— Reading passage —
BUSH:  I‘m glad people of faith voted in this election.  I‘m glad—I appreciate all people who voted.  And I don‘t think you ought to read anything into the politics, the moment, about whether or not this nation will become a divided nation over religion.





BUSH:  The great tradition of America is one where people can worship the way they want to worship.  And if they choose not to worship, they‘re just as patriotic as your neighbor.


NORVILLE:  That was President Bush speaking just two days after the election, talking about faith in America.

Back with my guests, the president of the Pew Research Center, Andrew Kohut, and Michael Bocian, a Democratic pollster, senior associate at Greenberg Quinlan Rosner Research.

Michael, I‘m kind of curious.  How did it end up that liberals somehow got portrayed as being anti-religion or devoid of religion?

BOCIAN:  Well, it was a strategy of the Republicans to portray themselves as the party of faith and the Democrats as the non-religious party.  In reality, a majority of Americans of all parties are religious and believe in God.  And even those who don‘t have moral values that they stand by.  So it was a strategy here, and somewhat successful.

That said, I think we can have a middle-of-the-road strategy.  The majority of Americans are middle of the road and agree on many of these issues, and the Republicans risk overstepping, as the Gingrich Republicans did in ‘94.  They read into their victory a bigger mandate than they had.  In this case, Bush got 51 percent of the vote, just barely a majority, and they do run the risk.  I hope that they‘ll play the middle of the road angle here.

NORVILLE:  Well, I wonder...

BOCIAN:  But it‘s increasingly difficult.

— Dataset —
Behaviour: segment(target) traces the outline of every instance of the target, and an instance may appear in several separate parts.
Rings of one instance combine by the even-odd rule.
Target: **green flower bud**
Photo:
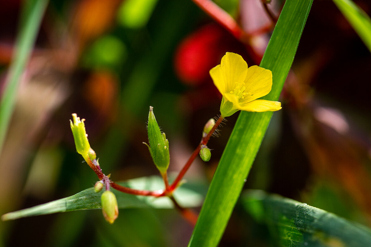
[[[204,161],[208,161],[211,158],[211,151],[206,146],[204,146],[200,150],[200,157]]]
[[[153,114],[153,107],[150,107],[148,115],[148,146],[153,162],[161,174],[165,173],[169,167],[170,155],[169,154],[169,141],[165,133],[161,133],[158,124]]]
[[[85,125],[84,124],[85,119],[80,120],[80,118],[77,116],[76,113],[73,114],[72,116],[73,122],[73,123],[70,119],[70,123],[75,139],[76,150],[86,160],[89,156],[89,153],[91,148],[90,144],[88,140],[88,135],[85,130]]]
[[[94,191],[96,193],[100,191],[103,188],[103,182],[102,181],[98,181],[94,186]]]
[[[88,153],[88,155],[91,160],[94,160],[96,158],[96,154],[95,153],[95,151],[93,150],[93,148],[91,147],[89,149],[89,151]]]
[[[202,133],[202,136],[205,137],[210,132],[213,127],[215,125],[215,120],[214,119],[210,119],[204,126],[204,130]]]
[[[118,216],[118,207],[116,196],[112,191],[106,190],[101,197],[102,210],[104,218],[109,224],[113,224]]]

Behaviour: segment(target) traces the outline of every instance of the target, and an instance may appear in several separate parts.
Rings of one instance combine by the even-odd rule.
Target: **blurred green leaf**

--

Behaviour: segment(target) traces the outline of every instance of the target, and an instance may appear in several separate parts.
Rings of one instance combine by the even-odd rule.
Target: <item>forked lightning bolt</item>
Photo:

— Problem statement —
Please give the share of the vote that Bush received, according to the transcript. The material was taken from a separate source, unrelated to the transcript.

— Complete answer —
51 percent